By Adekunle Adekoya
WHAT made Steve Jobs outstanding in the high-tech world where he was an aristocrat was his focus on using technology to deliver entertainment and information in as convenient a way as possible. Witness: the PC, the i-Pod, which made enjoyment of music a mobile activity, the i-Phone, and the i-Pad.
The first computer was conceptualized by a 19th century British mathematician named Charles Babbage — the man who created the speedometer. During World War II, the British built Colossus I, a computer designed to break Nazi Germany’s military codes, while at Harvard, IBM’s Mark I computer was assembled. Before Apple, computers were huge mainframes, but a series of technological breakthroughs which space would not permit here made the computer smaller, and enabled Jobs key in his personal vision to deliver the PC.

◆ **Data segment**:
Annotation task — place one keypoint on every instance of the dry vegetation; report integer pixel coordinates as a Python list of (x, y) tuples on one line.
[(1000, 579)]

◆ **Actions to take**:
**A)** In the article on Steve Jobs, what was Colossus I built to do?
**B)** Reproduce word for word the stretch of the article on Steve Jobs from "By Adekunle Adekoya" through "deliver the PC.".

◆ **Exercise answers**:
**A)** It was built to break Nazi Germany's military codes.

**B)**
By Adekunle Adekoya
WHAT made Steve Jobs outstanding in the high-tech world where he was an aristocrat was his focus on using technology to deliver entertainment and information in as convenient a way as possible. Witness: the PC, the i-Pod, which made enjoyment of music a mobile activity, the i-Phone, and the i-Pad.
The first computer was conceptualized by a 19th century British mathematician named Charles Babbage — the man who created the speedometer. During World War II, the British built Colossus I, a computer designed to break Nazi Germany’s military codes, while at Harvard, IBM’s Mark I computer was assembled. Before Apple, computers were huge mainframes, but a series of technological breakthroughs which space would not permit here made the computer smaller, and enabled Jobs key in his personal vision to deliver the PC.